Task
Extend the stoichiometry glossary with more terms and definitions in the same format, starting after the entry on dilution.

── Supplied text

Balanced chemical equation
A chemical equation adjusted so the number of atoms of each element is the same on both sides; its coefficients determine correct mole ratios.
Mole ratio
The fixed whole-number ratio between substances in a balanced equation, used to convert moles of one species to moles of another.
Mole
A counting unit for particles; 1 mol corresponds to a specific number of atoms, molecules, or formula units.
Avogadro’s number
The number of particles in 1 mole: 6.022 × 10^23 particles/mol.
Molar mass
The mass of 1 mole of a substance (g/mol), numerically equal to its atomic or molecular mass from the periodic table.
Mass-to-mass stoichiometry
Stoichiometry where a mass of one substance is used to calculate the mass of another using grams → moles → mole ratio → moles → grams.
Mole road map
A standard stoichiometry workflow: balance equation → convert given to moles → use mole ratio → convert to desired units.
Limiting reactant
The reactant that is consumed first in a reaction mixture, limiting the maximum amount of product that can form.
Excess reactant
A reactant present in more than the stoichiometric amount required; some remains after the limiting reactant is used up.
Theoretical yield
The maximum amount of product predicted by stoichiometry from the limiting reactant.
Actual yield
The amount of product actually obtained/isolated in the lab.
Percent yield
A measure of reaction efficiency: (actual yield ÷ theoretical yield) × 100%.
Molarity (M)
Solution concentration defined as moles of solute per liter of solution: M = n/V.
n = M × V
A relationship used to find moles of solute from molarity and solution volume (with volume in liters).
Dilution
A process where solvent is added to decrease concentration while the moles of solute stay the same.

────
── Given records

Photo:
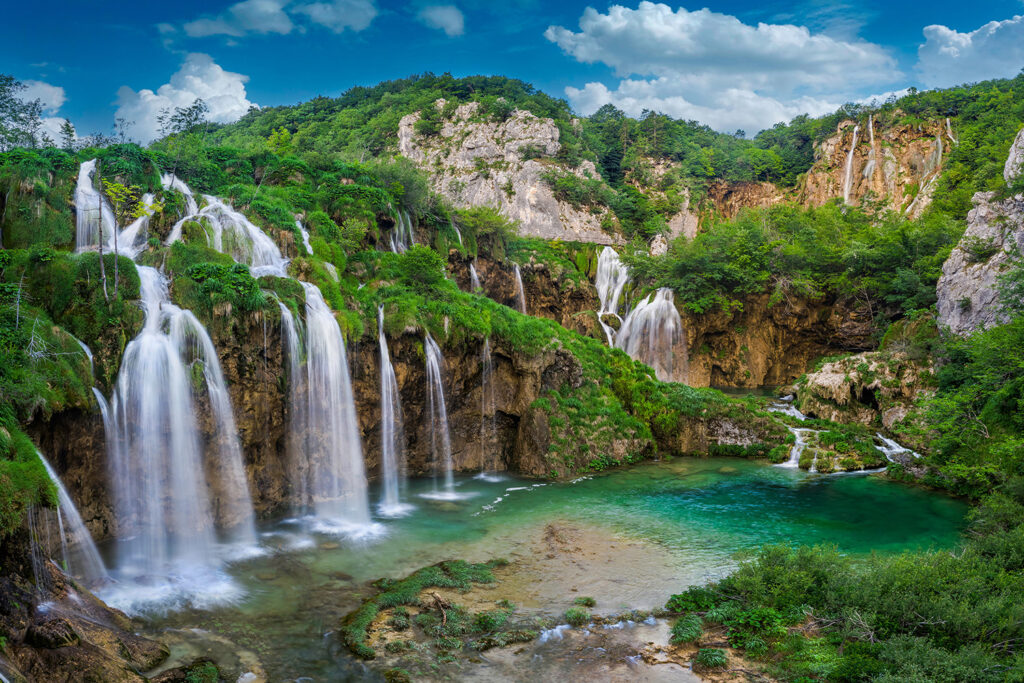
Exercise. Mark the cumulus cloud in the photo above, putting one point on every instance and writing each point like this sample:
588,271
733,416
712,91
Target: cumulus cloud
341,14
444,17
714,68
51,97
266,16
199,77
949,57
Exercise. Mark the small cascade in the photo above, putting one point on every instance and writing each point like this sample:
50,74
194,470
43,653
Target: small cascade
488,410
93,214
520,292
230,232
401,235
173,182
652,333
440,440
305,237
848,177
392,436
891,450
474,280
336,482
81,559
610,280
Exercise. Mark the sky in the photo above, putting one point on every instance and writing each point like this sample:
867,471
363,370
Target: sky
729,63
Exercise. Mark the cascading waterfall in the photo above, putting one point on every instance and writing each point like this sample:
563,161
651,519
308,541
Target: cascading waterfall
652,333
93,214
392,436
474,280
848,178
488,409
305,237
520,293
440,439
610,280
335,476
81,559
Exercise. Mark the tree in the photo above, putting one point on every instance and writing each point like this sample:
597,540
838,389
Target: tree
68,136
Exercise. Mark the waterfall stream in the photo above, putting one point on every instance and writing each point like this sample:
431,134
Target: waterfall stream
392,436
652,333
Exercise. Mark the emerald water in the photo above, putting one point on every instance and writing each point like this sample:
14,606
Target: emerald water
669,524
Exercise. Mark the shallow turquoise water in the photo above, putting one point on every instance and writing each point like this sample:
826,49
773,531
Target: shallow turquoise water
706,513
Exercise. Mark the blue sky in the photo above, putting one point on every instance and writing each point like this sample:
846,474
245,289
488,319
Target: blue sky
731,63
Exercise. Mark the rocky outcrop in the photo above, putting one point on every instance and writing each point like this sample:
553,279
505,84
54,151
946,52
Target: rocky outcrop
55,631
876,388
895,165
762,344
968,289
476,162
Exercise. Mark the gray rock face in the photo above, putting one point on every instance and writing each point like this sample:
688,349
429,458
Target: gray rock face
482,163
1015,162
968,289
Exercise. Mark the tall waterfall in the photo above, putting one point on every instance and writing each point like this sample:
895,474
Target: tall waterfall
488,409
162,499
610,280
392,436
81,559
474,280
336,480
93,214
520,293
652,333
440,439
848,178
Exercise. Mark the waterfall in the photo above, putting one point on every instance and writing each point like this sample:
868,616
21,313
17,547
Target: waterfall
488,428
81,559
336,481
848,178
93,214
610,280
652,333
392,437
230,232
520,293
305,237
440,440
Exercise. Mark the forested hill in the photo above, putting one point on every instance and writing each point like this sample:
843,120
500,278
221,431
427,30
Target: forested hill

────

Exercise response
Dilution equation (M1V1 = M2V2)
A relationship for dilutions where initial concentration × initial volume equals final concentration × final volume.
Titration
A lab method to determine an unknown concentration (or amount) by reacting it with a solution of known concentration in carefully measured volumes.
Titrant
The solution of known concentration delivered from a buret during a titration.
Analyte
The solution of unknown concentration placed in a flask; the substance being analyzed in a titration.
Standard solution
A solution whose concentration is accurately known (often used as the titrant).
Equivalence point
The point in a titration when reactants have been combined in exact stoichiometric proportions according to the balanced equation.
Endpoint
The observed signal (often a color change) used to estimate that the equivalence point has been reached.
Indicator
A substance that changes color near a particular condition (commonly a certain pH) to help detect the endpoint.
Buret
A precise piece of glassware used to deliver titrant; volume delivered is found by subtracting initial from final buret readings.